▸ **What the task asks**: Reproduce verbatim the lines of the entries below, starting at the line that contains "Annotation guideline — the target class is round" and ending at the final line of the entries, both included.

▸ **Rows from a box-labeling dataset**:

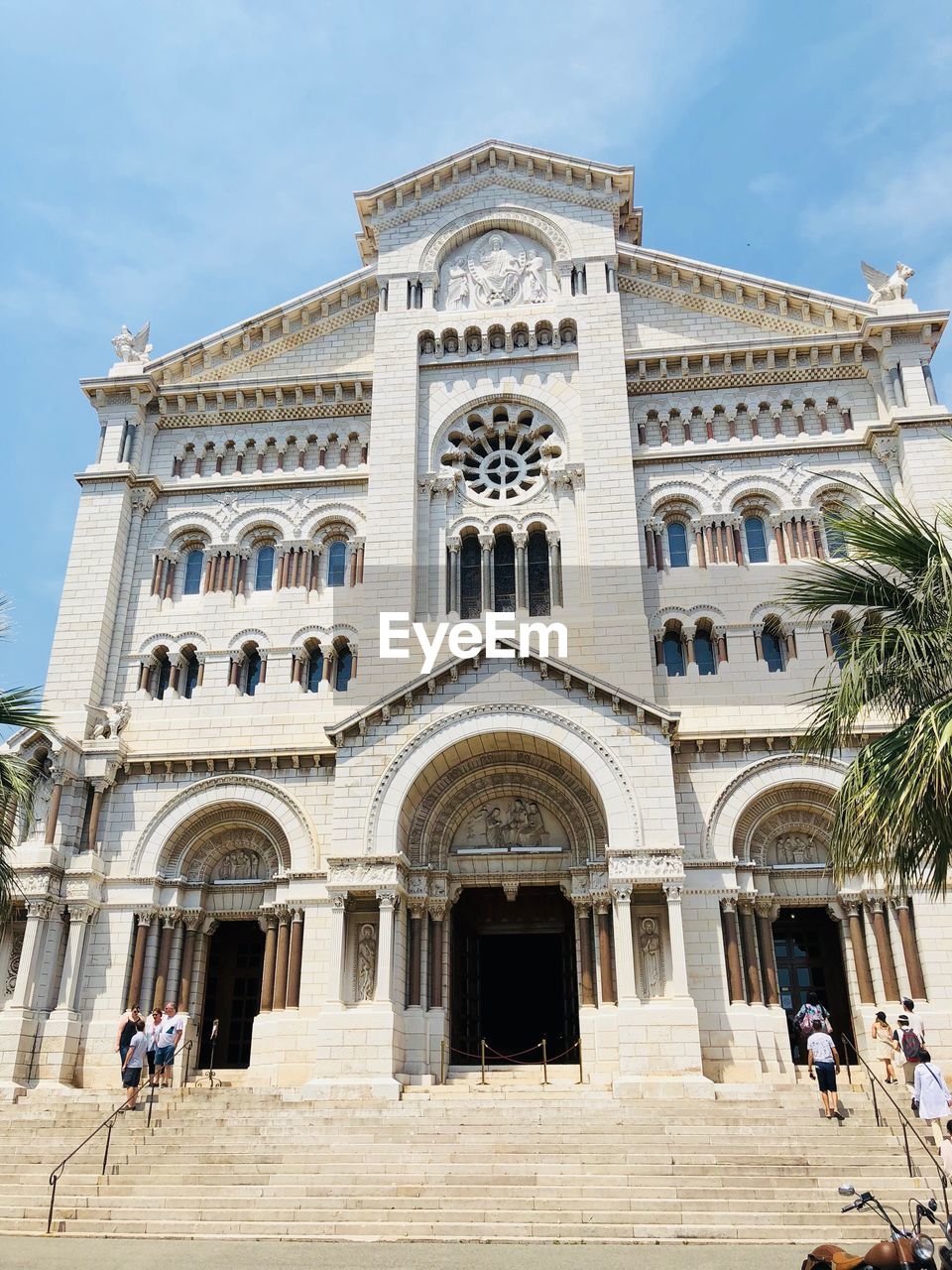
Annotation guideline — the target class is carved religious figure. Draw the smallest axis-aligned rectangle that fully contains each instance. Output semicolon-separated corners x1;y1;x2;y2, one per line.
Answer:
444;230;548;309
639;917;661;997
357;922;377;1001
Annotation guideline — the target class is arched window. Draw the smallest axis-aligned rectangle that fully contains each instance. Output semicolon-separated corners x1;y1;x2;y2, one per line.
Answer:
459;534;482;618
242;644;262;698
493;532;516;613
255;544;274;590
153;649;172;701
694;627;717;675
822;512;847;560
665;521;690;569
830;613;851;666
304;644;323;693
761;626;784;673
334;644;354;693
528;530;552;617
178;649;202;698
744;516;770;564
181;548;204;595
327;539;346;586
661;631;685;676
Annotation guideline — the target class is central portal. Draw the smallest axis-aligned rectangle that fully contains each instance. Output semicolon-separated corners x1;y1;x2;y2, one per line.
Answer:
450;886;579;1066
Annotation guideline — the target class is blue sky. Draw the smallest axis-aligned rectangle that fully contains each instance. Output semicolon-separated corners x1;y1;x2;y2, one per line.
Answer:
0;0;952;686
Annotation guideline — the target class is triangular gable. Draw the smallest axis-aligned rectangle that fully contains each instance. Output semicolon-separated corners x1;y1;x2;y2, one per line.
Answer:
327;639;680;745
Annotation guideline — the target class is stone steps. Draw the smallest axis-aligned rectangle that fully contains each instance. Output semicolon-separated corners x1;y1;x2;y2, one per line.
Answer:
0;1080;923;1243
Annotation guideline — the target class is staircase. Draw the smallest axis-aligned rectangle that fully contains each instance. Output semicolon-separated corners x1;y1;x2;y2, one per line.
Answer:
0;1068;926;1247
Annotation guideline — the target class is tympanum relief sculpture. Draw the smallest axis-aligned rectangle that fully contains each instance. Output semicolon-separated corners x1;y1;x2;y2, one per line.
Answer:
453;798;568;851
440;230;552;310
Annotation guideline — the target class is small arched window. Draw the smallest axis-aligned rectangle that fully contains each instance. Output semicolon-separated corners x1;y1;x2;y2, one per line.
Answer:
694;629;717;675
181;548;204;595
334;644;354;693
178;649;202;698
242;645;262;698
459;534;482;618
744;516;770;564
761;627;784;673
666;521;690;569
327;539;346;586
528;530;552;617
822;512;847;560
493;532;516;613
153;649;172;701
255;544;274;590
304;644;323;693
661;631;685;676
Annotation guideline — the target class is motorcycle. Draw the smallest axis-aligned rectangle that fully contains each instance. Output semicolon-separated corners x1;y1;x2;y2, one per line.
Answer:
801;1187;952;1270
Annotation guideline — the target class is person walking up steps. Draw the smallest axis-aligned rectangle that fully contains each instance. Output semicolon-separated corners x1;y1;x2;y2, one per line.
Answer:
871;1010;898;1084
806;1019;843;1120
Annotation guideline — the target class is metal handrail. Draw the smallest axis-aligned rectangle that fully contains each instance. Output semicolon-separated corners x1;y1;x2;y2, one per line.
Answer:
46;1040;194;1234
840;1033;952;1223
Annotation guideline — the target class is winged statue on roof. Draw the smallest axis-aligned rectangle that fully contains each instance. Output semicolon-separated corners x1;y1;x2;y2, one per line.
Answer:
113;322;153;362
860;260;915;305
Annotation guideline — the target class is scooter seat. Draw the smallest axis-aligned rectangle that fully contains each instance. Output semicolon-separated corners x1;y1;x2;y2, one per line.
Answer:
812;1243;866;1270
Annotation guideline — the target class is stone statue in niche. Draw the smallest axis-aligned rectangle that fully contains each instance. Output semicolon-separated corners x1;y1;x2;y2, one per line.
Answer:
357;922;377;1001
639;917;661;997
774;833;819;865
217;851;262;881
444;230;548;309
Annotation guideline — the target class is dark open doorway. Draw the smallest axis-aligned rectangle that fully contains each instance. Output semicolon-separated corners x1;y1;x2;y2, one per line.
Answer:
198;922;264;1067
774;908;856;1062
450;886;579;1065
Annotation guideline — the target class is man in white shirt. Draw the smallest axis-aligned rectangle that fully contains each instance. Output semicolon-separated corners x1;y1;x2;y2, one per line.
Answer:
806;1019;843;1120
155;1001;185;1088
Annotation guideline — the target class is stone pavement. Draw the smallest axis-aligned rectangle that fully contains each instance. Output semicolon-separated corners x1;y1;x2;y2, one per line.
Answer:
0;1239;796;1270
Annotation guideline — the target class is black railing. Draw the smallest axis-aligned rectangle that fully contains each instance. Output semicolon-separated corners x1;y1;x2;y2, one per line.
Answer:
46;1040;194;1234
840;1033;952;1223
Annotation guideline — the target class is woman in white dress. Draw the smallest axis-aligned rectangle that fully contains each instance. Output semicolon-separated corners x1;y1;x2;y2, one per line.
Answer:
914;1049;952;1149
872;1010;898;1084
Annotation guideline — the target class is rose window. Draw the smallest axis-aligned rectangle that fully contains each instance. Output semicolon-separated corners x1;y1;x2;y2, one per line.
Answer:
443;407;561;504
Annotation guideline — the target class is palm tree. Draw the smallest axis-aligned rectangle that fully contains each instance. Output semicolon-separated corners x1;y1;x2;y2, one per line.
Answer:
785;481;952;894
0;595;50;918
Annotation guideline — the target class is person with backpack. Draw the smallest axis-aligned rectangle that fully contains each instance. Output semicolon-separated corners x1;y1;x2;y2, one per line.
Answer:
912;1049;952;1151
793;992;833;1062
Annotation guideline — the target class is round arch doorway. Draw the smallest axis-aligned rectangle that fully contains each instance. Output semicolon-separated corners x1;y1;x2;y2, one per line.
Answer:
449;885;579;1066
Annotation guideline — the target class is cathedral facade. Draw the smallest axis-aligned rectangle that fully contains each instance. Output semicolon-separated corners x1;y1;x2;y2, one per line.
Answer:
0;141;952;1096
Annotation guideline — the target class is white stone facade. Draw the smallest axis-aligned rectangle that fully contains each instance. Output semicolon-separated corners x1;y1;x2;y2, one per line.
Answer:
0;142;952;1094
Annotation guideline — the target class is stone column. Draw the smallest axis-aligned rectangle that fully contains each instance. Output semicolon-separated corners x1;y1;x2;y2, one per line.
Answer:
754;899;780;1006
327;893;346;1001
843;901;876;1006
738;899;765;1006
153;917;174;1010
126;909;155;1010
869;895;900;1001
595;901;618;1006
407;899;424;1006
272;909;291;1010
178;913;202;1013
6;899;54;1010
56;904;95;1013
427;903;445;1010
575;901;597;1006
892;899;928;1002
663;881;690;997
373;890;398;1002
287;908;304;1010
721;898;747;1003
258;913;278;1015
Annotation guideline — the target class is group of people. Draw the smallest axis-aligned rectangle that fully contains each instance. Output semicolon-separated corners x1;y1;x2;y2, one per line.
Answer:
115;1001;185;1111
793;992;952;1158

▸ **Solution for this task**:
Annotation guideline — the target class is round arch doorway. Draw the smallest axis-aligned rectangle that fully contains each instance. Output semicolon-separated corners x1;y1;x2;y2, one per line.
Answer:
449;885;579;1066
Annotation guideline — the target class is cathedral facade. Draw the smallest axis-aligned rectangle that fully contains each instance. Output semicolon-separated corners x1;y1;x2;y2, one per line.
Answer:
0;141;952;1096
Annotation guideline — the target class is white stone facade. Draw the smallest axis-aligned rectangle that fully contains each instance. Output semicolon-separated corners x1;y1;x2;y2, one per line.
Answer:
0;142;952;1094
Annotation guideline — the target class is stone column. Draw the smallest axis-aligned rectangle that fully contains each instance. Output semicolon-separated corners x1;y1;x2;y2, one per line.
Answer:
754;899;780;1006
327;893;346;1001
843;901;876;1006
738;899;765;1006
153;917;174;1010
126;909;155;1010
869;895;900;1001
595;901;618;1006
407;899;424;1006
272;909;291;1010
178;913;202;1013
6;899;54;1010
56;904;95;1013
427;903;445;1010
575;901;597;1006
892;899;928;1002
663;881;690;997
373;890;398;1002
287;908;304;1010
721;898;747;1003
258;913;278;1015
Annotation guideline — the target class is group of people. Draw the smallest axis-aligned rectangle that fully contains each instance. Output semicolon-separated corners x1;y1;x2;y2, one per line.
Answer:
115;1001;185;1111
793;992;952;1158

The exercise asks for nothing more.